• **Instructions for the task**
Turn each line of the listing below into one string in a JSON list, skipping blank lines and leaving the pictures out.
## Start
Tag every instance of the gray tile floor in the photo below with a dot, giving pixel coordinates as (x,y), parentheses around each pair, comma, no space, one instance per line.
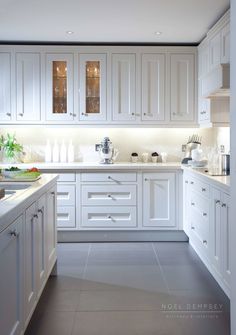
(130,289)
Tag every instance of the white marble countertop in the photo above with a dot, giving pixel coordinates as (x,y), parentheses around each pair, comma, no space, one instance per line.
(13,206)
(220,181)
(95,166)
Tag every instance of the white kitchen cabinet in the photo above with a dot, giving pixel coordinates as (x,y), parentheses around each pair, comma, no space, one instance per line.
(40,244)
(28,83)
(5,87)
(153,87)
(11,279)
(225,44)
(123,87)
(182,87)
(220,235)
(50,229)
(159,200)
(59,89)
(30,288)
(93,87)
## End
• **Exercise solution**
[
  "Tag every instance of the gray tile floor in the photo below with a dot, giving pixel coordinates as (x,y), parentheses around each pair, comma, no space, one instance per line.",
  "(130,289)",
  "Tag every instance of the white marble countertop in the photo above with a dot, giving pixel coordinates as (x,y), parentheses around each pair, comma, no space, one instance per line.",
  "(13,206)",
  "(220,181)",
  "(95,166)",
  "Tag every instance of the white kitchen cabinet in the photo above with a dot, giving pixel coordinates as (x,y), parentheses around each pair, comma, no space, one instance per line.",
  "(40,244)",
  "(28,83)",
  "(5,87)",
  "(153,87)",
  "(11,279)",
  "(225,44)",
  "(123,87)",
  "(182,87)",
  "(220,235)",
  "(50,229)",
  "(159,200)",
  "(59,89)",
  "(30,288)",
  "(93,87)"
]